El multiculturalismo no es sino una débil respuesta al fracaso del modelo USAmericano de integración social y racial de las diferencias conocida como melting pot, que luego ha querido exportarse a la pluriétnica Europa, como si fuera un “crisol de pueblos y culturas”. No puede admitirse sin debate la inmigración colectiva –desplazamiento masivo de poblaciones alógenas por diversos motivos socioeconómicos o ideológicos-, ni por motivos de invasión cultural o confesional (el caballo de Troya del Islam), ni por motivos de expansión comercial (las mafias asiáticas), ni por motivos de complejo post-colonial (la leyenda negra hispanoamericana), como les gustaría a los partidarios multiculturalistas de la “Internacional del Arco Iris”. Por el contrario, nada debe oponerse a la inmigración individual por motivos políticos o profesionales.
Pero el camino hacia el etnopluralismo europeo no se encuentra en la “asimilación” de los grupos inmigrantes extra-europeos (que presupone la superioridad de los patrones culturales de la mayoría dominante), ni en la “integración” (que supone la extensión de esos patrones a todas las minorías), ni tampoco en la “segregación” (que implica un reconocimiento de la auto-guetización). Precisamente, el multiculturalismo (ahora se habla ya de interculturalismo, ese moderno “interactuar entre culturas”) es una fuerza divisoria que perpetúa la escisión de la sociedad en grupos étnicos y constituye un factor de disgregación social.

• _EXTRACTO DE DATOS_
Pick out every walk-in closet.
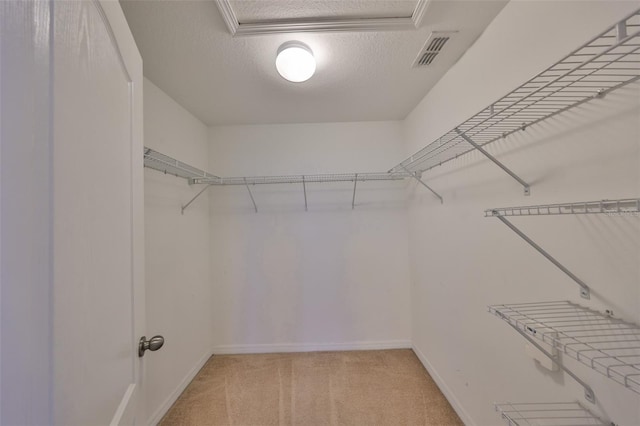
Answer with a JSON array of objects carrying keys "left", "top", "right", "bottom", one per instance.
[{"left": 0, "top": 0, "right": 640, "bottom": 426}]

• _QUÉ SE PIDE_
Repite tal cual el pasaje del texto sobre el multiculturalismo que empieza en "El multiculturalismo no" y termina en "políticos o profesionales.". Los datos son un material independiente del texto.

• _RESPUESTA ESPERADA_
El multiculturalismo no es sino una débil respuesta al fracaso del modelo USAmericano de integración social y racial de las diferencias conocida como melting pot, que luego ha querido exportarse a la pluriétnica Europa, como si fuera un “crisol de pueblos y culturas”. No puede admitirse sin debate la inmigración colectiva –desplazamiento masivo de poblaciones alógenas por diversos motivos socioeconómicos o ideológicos-, ni por motivos de invasión cultural o confesional (el caballo de Troya del Islam), ni por motivos de expansión comercial (las mafias asiáticas), ni por motivos de complejo post-colonial (la leyenda negra hispanoamericana), como les gustaría a los partidarios multiculturalistas de la “Internacional del Arco Iris”. Por el contrario, nada debe oponerse a la inmigración individual por motivos políticos o profesionales.